* begin Text extract *
I think this is worth investigating.

The divergence plots are there to show that this didn’t appear to be increasing the number of them.

This would handle them differently, right? Trajectories marked divergent are ones where there are leapfrog steps with huge energy errors? In the original method, these points would have close to a zero Metropolis accept probability and would cause the timestep to get smaller.

And what’d happen with this method? The leapfrog steps with huge energy error would just influence the timestep less? This makes me think if there was potential for divergences before, it’d be a little bit higher now. These tests weren’t really enough to probe this I guess.

1 Like

The problem is that waiting to additively expand until later doesn’t offer much computational advantage. You still have to save every state in the trajectory in order to accept those later additive expansions, and you still have to check the new state against every existing state. Doing a multiplicative expansion first just saves some relatively inexpensive calculations, not the really costly ones.

Yeah, really all of the old BUGS models need investigating!

If the inverse metrics and step sizes are nearly the same and there aren’t divergences then I don’t know what would be causing huge time differences.

Again the biggest issue with touching the step size concerns the dynamic trajectory expansion. Firstly by decreasing the step size you can hit a threshold where you need a little bit more integration time but can only achieve that by performing an entire trajectory doubling (the max cost difference here is then only about 2). By increasing the step size you can then potentially get significant speed ups if you were just past the threshold before, but at the same time larger step sizes make the termination criterion less accurate and hence you might accidentally expand past the point you care about. But again the speed difference should be less than a factor of 2.

Right – the divergent end of the trajectory would be downweighted in computing the accept stat, leading to higher accept stats and the adaptation pushing to higher step sizes. But the trajectory would still be marked as divergent, which is the most important thing.

The resolution, however, would still be the same. If the neighborhood of high curvature is sufficiently small then you might be able to get away with a higher adapt_delta but in most cases you’ll need to improve your priors and parameterizations. Controversial stance – if you need to run with adapt_delta > 0.9 then your model isn’t as identified as you want it to be.
* end Text extract *
* begin Supplied material *
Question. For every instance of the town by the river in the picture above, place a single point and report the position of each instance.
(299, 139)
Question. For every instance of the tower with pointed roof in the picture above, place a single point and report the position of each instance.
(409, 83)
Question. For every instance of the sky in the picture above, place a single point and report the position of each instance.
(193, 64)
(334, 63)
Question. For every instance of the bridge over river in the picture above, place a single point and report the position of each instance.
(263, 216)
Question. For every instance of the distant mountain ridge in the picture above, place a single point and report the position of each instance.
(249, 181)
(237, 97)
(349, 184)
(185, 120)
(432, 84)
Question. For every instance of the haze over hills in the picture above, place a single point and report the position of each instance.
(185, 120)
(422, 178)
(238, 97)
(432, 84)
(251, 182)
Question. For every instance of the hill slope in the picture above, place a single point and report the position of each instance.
* end Supplied material *
* begin Supplied material *
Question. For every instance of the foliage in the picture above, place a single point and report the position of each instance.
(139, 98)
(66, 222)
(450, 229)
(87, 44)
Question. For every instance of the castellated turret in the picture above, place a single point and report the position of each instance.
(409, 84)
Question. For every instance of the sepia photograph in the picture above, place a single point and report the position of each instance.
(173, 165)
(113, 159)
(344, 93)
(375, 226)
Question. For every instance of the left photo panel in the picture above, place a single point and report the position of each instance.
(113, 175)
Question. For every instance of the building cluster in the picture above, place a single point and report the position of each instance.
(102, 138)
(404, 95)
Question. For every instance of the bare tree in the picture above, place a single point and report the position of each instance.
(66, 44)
* end Supplied material *
- **Job A**:
According to the forum discussion, what adapt_delta setting suggests that a model isn't as identified as one would want?
- **Job B**:
Reproduce the passage of the forum discussion from "And what’d happen" up to and including "this I guess.".
- **Job C**:
Summarize the forum discussion in two sentences.

- **Exercise solution A**:
Needing to run with adapt_delta greater than 0.9.

- **Exercise solution B**:
And what’d happen with this method? The leapfrog steps with huge energy error would just influence the timestep less? This makes me think if there was potential for divergences before, it’d be a little bit higher now. These tests weren’t really enough to probe this I guess.

- **Exercise solution C**:
Under the method being discussed, the divergent end of a trajectory would be downweighted when computing the accept stat, which would push adaptation toward higher step sizes, though the trajectory would still be marked divergent. Changing the step size affects speed mainly through dynamic trajectory expansion, with a difference of less than a factor of 2, and needing adapt_delta above 0.9 signals that a model isn't as identified as one would want.